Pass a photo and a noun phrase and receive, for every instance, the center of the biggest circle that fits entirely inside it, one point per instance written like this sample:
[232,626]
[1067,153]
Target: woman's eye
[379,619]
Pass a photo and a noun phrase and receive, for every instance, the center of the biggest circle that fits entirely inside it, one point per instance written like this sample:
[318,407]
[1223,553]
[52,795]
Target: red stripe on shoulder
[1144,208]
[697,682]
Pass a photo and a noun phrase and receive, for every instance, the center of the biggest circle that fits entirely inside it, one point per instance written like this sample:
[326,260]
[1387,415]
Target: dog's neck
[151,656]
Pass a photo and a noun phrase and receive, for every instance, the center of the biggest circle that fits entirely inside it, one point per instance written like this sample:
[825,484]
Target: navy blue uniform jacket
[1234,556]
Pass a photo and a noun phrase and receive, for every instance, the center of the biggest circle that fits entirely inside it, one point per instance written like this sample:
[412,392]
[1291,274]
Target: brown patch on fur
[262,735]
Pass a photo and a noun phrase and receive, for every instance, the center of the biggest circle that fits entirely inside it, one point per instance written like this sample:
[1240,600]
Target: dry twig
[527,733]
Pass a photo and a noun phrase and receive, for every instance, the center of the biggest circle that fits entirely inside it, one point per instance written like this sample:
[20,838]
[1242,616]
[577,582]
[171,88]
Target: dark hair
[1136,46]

WHAT IS REQUIRED
All the records above are to be reproduced exactly.

RESPONSE TO THE TASK
Pass a photo and a noun phrase and receive, for every instance, the center of the biggest circle that fits entirely inside it, one point per instance written like this sample:
[232,626]
[1067,153]
Target: woman's eye
[379,619]
Pass a photo and a noun phrase and receive, for every instance, the center of the biggest circle that fits entirely inside it, one point per instance written like this sample:
[318,407]
[1223,553]
[52,795]
Target: red stripe on shoulder
[1144,208]
[697,682]
Pass a photo and a noun phrase and receive, for every instance, the center of the biggest circle that fits entirely inside it, one point per instance written like this sample:
[326,260]
[1387,415]
Target: dog's neck
[151,656]
Pass a photo and a noun phrase and receive, for every instance, the center of the biggest circle that fits entirely inside it, one point per instance written like this sample:
[825,484]
Target: navy blue uniform jacket
[1234,556]
Pass a photo and a noun phrase and receive, for every instance, the center of the biggest circle that fits entirely inside it, one point per instance written like this sample:
[412,392]
[1291,274]
Target: brown patch on fur
[262,735]
Pass a photo and a noun phrase and receive, for every instance, the center of the biggest circle that fits entirely inside it, one point per instance written like this sample:
[1240,600]
Target: dry twig
[527,733]
Pass a photo and a noun phrase and receive, for every instance, the center of the biggest circle that fits entirely inside it, one point per instance written like this sample:
[20,838]
[1242,616]
[577,582]
[171,88]
Target: dark hair
[1136,46]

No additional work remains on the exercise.